=== INSTRUCTION ===
Please copy out the records below, starting at the line that contains "Emit one marker per instance in this form: [(891, 309)]." and stopping after the last line of the records, with the request lines included. Rescale every coordinate in the answers by 0.85 and round to whole numbers, halves up, but leave the numbers in the requests and their format samples unchanged.

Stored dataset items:
━━━━━━━━━━━━━━━━

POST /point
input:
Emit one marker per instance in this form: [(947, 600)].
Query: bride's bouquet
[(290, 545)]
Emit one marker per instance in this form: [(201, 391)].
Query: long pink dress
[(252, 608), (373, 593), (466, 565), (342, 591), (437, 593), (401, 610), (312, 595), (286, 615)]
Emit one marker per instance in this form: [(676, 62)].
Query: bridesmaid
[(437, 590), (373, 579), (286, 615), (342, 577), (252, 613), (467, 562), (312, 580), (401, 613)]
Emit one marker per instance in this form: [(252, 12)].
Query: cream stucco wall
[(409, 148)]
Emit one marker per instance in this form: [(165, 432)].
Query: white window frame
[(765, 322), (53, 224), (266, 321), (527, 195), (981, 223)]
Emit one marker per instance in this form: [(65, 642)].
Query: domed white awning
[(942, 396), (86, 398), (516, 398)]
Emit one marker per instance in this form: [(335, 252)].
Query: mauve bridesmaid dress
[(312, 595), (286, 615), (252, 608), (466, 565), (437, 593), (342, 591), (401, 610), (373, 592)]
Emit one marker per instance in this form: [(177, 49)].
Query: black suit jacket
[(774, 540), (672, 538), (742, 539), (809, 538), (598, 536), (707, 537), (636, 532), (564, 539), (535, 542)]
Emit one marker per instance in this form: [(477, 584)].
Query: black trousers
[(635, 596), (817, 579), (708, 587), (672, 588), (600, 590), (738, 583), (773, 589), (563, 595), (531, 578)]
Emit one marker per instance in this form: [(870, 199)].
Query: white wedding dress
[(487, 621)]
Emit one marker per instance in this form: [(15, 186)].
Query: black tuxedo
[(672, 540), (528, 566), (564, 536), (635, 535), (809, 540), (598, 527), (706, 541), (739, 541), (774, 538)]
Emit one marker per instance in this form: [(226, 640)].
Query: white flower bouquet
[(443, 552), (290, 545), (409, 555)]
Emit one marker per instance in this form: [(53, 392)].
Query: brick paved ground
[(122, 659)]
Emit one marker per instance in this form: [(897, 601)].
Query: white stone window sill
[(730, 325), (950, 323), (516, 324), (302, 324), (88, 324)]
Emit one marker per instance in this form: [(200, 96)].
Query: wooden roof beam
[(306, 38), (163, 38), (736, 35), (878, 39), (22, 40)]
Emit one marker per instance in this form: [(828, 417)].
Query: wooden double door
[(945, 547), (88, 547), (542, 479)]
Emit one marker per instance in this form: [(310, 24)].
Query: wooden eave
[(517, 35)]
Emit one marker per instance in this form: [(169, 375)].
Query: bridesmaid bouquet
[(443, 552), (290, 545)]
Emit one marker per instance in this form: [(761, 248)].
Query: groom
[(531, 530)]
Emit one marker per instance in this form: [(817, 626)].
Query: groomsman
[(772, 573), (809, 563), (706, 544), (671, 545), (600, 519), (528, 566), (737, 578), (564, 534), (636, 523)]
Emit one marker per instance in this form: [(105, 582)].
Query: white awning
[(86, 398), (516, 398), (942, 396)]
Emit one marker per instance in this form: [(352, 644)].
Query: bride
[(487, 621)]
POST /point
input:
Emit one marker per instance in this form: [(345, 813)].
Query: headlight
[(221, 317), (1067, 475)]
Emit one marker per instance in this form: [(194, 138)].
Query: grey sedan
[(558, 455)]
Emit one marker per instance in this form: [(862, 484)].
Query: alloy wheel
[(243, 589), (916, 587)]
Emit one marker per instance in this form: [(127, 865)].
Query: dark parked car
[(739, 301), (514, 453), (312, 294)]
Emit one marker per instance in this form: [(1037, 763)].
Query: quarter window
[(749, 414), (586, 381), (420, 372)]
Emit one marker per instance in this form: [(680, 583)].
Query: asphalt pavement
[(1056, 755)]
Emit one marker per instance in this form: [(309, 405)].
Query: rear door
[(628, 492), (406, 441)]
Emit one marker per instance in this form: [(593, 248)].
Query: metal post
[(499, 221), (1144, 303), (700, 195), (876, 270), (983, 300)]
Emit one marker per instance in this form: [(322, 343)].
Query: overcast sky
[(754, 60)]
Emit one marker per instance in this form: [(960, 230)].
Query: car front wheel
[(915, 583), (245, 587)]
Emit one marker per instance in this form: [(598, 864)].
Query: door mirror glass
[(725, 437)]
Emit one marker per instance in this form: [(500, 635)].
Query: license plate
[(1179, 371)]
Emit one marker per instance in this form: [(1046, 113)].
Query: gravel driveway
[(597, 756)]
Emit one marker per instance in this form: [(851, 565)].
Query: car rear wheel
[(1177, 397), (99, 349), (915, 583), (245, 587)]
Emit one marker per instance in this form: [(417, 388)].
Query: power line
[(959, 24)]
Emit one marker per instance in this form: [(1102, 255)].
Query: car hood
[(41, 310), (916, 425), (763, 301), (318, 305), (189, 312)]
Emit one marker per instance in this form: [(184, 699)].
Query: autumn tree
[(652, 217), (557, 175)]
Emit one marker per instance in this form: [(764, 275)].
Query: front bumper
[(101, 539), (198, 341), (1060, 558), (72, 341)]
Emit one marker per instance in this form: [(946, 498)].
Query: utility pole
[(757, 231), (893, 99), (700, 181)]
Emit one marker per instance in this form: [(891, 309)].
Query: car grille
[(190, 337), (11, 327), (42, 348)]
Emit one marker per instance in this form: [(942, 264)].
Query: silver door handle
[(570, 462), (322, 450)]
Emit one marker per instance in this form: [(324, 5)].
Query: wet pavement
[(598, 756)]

━━━━━━━━━━━━━━━━

=== TASK RESPONSE ===
Emit one marker per instance in this form: [(891, 309)].
Query: car grille
[(162, 286), (9, 278), (36, 296)]
Emit one marker per instance in this form: [(942, 264)].
Query: silver door handle
[(485, 393), (274, 383)]
Emit one marker per instance in this form: [(324, 5)].
Query: wet pavement
[(508, 643)]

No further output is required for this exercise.